* [REQUIRED WORK]: Could you quote, exactly as they stand, the lines running from the one with "The component shall locate the green grass" to the final line of the material?

=-=-=-=-=

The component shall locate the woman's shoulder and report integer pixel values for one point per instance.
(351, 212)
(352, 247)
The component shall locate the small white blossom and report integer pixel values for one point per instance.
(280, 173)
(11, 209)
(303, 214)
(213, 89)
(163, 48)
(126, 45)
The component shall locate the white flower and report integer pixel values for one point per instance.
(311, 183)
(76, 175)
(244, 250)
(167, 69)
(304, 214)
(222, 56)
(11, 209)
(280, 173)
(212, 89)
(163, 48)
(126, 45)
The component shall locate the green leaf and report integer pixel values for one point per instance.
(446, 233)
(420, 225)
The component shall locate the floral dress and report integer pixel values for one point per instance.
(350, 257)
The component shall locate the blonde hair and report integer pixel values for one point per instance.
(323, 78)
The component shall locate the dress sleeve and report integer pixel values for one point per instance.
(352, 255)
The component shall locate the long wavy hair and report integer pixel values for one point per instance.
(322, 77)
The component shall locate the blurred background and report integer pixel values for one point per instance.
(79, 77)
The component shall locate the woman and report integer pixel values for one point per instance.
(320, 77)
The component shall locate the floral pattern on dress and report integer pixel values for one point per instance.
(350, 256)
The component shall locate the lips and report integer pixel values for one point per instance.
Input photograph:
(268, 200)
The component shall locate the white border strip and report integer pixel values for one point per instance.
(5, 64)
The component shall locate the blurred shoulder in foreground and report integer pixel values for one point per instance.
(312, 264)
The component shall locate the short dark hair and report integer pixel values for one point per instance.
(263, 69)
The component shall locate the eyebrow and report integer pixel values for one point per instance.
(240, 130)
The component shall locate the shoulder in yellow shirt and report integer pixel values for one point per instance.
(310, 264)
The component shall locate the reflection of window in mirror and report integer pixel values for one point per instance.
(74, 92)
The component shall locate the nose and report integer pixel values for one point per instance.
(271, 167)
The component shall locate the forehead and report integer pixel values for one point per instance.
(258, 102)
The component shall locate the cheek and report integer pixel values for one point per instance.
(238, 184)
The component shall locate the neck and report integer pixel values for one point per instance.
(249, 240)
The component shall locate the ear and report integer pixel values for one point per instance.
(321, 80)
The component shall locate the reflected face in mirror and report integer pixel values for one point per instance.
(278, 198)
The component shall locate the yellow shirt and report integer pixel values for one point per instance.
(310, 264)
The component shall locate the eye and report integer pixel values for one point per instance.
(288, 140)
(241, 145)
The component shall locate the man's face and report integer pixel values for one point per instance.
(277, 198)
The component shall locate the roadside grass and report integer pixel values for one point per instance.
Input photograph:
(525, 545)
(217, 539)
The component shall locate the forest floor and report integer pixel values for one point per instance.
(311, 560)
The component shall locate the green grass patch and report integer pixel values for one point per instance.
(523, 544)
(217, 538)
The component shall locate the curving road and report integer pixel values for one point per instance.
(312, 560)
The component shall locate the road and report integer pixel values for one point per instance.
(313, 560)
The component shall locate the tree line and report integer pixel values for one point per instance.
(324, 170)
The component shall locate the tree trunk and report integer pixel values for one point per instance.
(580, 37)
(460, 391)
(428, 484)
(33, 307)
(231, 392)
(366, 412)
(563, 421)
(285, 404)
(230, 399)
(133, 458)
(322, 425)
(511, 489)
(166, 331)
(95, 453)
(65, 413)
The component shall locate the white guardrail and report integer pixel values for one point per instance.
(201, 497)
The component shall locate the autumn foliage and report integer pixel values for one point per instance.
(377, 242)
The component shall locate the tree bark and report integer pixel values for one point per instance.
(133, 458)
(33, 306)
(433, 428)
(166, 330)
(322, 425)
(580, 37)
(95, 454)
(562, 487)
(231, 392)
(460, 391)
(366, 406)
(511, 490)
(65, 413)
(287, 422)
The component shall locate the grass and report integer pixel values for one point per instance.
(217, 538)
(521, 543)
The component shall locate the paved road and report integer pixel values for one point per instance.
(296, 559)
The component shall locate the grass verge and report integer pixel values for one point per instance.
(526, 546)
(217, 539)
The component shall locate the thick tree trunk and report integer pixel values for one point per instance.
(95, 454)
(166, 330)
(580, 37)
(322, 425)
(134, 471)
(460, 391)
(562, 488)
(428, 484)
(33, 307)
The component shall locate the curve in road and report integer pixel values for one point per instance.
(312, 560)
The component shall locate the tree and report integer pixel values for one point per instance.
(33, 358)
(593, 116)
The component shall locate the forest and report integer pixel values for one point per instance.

=-=-=-=-=

* [FULL RESPONSE]:
The component shall locate the green grass patch and report integer pixel values for one point per instance.
(523, 544)
(217, 538)
The component shall locate the curving road and report integer pixel values for one point per instance.
(312, 560)
The component shall locate the road and report integer pixel values for one point per instance.
(313, 560)
The component shall locate the tree line and report integer pixel values for one point per instance.
(324, 170)
The component shall locate the tree trunk and report integer pixel values for one point per instance.
(580, 37)
(460, 391)
(428, 484)
(33, 307)
(231, 392)
(366, 412)
(563, 421)
(285, 404)
(230, 399)
(133, 458)
(322, 425)
(511, 489)
(166, 331)
(95, 453)
(65, 413)
The component shall locate the white guardrail and report integer pixel values for one point per instance.
(201, 497)
The component shall locate the autumn foliage and report integer pixel values for one point per instance.
(377, 242)
The component shall locate the tree bark and report integer pixel values for one point per instance.
(133, 458)
(33, 306)
(433, 428)
(166, 330)
(322, 425)
(580, 37)
(95, 454)
(562, 487)
(231, 392)
(460, 391)
(366, 406)
(511, 490)
(65, 413)
(287, 422)
The component shall locate the grass and report integer pixel values for one point per instance.
(217, 538)
(521, 543)
The component shall locate the paved road and report integer pixel values for one point per instance.
(296, 559)
The component shall locate the grass verge and report integer pixel values for one point per instance.
(526, 546)
(217, 539)
The component shall locate the thick tree trunk and report integer pixel values for one point per instance.
(95, 454)
(166, 330)
(580, 37)
(322, 425)
(134, 471)
(460, 391)
(562, 488)
(428, 484)
(33, 307)
The component shall locate the curve in road and report integer pixel values for one point per instance.
(312, 560)
The component shall locate the tree and report integer pixel values for one point per instance.
(33, 358)
(593, 116)
The component shall locate the forest and report integer pixel values for one point per instance.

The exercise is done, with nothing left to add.